DATA TO USE:
== == ==

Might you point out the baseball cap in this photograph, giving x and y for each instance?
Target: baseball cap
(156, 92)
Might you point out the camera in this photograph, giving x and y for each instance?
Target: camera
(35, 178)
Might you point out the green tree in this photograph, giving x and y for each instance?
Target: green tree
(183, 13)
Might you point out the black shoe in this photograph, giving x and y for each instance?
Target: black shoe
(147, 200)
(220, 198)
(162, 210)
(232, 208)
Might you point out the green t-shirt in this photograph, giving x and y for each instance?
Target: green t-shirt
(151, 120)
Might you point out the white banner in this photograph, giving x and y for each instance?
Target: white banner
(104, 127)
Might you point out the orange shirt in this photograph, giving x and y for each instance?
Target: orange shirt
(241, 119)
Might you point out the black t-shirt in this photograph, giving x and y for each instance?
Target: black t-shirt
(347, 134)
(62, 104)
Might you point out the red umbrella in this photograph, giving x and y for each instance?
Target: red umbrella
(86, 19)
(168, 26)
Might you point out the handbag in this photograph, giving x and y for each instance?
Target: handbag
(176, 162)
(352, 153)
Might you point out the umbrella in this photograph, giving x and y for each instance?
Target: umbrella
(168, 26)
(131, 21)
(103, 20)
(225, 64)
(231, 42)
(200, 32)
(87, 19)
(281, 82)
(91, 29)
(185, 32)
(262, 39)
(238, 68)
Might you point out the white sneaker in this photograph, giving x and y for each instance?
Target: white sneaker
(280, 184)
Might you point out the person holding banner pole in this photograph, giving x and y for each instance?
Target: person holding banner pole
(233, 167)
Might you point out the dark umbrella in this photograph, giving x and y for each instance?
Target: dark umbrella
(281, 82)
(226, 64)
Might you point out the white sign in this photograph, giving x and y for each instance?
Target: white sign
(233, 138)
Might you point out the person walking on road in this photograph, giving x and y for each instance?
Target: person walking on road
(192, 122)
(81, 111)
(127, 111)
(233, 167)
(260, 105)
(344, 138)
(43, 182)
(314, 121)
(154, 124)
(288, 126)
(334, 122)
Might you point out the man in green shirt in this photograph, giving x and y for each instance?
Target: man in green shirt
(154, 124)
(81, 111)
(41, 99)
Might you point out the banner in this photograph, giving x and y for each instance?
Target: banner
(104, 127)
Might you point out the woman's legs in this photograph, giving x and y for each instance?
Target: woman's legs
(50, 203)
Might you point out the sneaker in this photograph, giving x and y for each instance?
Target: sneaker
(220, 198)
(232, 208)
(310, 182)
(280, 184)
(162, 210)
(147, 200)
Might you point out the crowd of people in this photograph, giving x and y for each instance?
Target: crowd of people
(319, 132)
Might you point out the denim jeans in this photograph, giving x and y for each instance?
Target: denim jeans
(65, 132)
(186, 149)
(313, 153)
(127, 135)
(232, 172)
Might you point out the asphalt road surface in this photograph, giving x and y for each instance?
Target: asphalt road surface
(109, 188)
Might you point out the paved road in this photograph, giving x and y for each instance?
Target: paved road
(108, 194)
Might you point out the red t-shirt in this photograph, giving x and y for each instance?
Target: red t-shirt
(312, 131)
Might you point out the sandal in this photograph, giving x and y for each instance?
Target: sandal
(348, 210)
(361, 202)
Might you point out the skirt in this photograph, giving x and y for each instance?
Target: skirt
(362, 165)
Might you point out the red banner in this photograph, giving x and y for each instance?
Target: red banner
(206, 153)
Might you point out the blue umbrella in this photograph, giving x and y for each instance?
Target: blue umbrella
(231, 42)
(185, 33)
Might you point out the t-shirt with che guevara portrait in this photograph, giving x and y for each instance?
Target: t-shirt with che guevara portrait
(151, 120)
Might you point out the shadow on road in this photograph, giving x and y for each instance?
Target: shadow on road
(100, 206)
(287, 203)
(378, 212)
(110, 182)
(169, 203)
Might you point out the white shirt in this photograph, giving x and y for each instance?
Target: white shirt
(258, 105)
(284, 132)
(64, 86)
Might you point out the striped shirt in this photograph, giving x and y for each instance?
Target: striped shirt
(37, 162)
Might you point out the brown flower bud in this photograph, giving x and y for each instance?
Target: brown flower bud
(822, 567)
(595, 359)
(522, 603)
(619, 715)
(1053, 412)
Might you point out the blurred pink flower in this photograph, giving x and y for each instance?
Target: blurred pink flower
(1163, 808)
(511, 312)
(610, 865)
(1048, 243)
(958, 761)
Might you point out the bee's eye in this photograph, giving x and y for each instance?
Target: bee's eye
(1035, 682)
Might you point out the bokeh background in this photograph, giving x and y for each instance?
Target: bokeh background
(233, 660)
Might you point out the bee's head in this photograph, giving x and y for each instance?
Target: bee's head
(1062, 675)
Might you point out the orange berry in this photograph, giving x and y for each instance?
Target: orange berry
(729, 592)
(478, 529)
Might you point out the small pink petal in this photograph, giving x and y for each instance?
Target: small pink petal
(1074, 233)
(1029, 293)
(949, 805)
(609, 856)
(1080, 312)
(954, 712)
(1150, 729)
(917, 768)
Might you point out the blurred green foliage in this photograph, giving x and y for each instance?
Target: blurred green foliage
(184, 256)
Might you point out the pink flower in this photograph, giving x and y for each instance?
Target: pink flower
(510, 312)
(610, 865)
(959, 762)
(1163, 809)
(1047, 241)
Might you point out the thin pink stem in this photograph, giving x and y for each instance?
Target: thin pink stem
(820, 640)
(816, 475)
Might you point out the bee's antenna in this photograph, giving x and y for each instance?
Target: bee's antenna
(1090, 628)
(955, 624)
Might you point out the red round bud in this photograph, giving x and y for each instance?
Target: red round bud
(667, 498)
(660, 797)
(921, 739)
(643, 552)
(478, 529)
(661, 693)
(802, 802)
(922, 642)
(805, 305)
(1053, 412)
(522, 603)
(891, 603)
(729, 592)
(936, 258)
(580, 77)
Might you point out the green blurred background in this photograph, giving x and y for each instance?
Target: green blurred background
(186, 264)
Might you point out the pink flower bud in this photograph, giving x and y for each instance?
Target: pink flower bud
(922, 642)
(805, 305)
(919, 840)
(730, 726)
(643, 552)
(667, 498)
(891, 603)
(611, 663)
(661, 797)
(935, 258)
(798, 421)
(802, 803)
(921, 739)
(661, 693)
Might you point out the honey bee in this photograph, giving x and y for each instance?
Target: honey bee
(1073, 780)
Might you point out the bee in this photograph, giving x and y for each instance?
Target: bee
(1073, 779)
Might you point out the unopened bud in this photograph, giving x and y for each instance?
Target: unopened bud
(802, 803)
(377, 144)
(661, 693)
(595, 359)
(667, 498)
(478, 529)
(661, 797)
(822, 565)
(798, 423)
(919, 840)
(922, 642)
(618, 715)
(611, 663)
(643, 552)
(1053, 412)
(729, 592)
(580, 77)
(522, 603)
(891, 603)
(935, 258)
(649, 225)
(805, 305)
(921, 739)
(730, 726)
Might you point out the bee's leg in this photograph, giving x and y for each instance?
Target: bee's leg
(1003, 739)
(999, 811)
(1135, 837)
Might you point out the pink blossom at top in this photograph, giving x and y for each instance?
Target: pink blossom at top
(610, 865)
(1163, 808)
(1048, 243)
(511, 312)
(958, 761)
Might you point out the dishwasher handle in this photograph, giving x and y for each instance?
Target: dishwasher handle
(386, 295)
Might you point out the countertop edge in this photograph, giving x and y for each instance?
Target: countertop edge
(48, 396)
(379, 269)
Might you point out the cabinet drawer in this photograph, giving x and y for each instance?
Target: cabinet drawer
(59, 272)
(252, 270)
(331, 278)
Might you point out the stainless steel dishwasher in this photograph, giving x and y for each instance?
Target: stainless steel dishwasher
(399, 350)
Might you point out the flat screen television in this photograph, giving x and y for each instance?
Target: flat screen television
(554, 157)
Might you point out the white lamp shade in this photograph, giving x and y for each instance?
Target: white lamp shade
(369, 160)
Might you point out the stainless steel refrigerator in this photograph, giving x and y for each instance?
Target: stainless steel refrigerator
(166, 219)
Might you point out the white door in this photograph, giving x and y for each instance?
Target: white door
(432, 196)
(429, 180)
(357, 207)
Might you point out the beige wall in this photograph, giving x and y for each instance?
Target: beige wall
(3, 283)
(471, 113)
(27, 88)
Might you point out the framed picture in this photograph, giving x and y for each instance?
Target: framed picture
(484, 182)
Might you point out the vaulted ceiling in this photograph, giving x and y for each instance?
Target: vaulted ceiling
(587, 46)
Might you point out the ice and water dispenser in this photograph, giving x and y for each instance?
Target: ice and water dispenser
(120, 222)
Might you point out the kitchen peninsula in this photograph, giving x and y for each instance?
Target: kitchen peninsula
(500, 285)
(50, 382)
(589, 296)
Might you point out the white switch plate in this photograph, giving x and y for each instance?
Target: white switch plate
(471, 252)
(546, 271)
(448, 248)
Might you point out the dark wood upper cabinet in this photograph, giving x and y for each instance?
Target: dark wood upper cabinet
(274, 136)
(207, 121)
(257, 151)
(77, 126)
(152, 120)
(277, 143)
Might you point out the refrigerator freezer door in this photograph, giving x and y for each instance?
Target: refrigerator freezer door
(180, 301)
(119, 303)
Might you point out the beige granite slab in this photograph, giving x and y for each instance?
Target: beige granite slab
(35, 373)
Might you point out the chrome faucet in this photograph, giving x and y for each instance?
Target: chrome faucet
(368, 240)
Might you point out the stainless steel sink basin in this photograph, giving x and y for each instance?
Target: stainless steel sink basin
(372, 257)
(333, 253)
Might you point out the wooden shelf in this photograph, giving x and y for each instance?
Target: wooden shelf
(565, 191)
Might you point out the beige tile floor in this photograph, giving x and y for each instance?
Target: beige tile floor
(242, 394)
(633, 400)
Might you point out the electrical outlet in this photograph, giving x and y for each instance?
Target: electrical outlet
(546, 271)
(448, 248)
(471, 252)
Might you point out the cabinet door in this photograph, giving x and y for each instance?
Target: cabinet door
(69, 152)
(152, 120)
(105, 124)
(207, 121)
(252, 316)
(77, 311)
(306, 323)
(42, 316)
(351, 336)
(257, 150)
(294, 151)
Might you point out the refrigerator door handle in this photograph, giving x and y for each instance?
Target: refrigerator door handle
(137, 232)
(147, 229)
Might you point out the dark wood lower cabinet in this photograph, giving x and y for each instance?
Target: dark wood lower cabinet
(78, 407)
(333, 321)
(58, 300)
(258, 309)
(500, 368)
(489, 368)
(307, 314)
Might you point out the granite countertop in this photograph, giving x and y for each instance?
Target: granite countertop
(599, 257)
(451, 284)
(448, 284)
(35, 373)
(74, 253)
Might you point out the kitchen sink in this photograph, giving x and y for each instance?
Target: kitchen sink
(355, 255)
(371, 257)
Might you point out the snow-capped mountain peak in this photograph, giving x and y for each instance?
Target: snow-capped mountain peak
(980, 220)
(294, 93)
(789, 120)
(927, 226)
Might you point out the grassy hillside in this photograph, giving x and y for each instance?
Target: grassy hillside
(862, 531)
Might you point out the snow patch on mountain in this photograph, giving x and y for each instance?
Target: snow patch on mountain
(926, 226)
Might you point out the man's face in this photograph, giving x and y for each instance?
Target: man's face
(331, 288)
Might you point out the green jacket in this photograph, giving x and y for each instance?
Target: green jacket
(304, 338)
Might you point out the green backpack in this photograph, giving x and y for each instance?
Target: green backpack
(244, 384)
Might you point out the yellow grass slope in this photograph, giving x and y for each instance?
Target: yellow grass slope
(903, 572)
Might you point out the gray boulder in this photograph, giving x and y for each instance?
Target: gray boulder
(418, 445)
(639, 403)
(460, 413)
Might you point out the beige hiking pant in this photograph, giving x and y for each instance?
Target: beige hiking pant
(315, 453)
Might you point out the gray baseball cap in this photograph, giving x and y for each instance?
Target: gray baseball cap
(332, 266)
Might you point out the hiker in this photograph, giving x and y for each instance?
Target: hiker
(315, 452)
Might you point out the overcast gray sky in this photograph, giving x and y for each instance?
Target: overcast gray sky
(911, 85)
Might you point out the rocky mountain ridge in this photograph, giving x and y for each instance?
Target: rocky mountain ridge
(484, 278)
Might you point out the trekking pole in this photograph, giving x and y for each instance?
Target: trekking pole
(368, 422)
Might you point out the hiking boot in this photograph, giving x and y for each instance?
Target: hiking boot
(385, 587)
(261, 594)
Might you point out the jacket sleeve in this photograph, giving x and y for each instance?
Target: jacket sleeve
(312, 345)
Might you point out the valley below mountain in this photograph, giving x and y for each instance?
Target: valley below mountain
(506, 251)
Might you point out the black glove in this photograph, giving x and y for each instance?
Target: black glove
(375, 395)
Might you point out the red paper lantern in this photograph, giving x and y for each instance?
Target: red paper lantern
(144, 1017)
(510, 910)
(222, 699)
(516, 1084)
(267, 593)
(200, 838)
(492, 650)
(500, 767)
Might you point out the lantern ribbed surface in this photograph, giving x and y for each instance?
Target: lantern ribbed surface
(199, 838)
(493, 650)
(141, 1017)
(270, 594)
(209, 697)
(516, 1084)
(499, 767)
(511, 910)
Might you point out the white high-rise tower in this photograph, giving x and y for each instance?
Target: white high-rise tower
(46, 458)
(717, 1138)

== == ==

EXERCISE REQUIREMENTS: Begin with the line above that has "Target: cabinet door" and continue through the line that has "Might you point out the refrigerator door", setting each one down exactly. Stop there.

RESPONSE FOR THIS EXERCISE:
Target: cabinet door
(69, 152)
(152, 120)
(105, 124)
(207, 121)
(252, 316)
(77, 311)
(306, 323)
(42, 316)
(351, 336)
(257, 150)
(294, 151)
Might you point out the refrigerator door handle in this photograph, giving x and y for each instance?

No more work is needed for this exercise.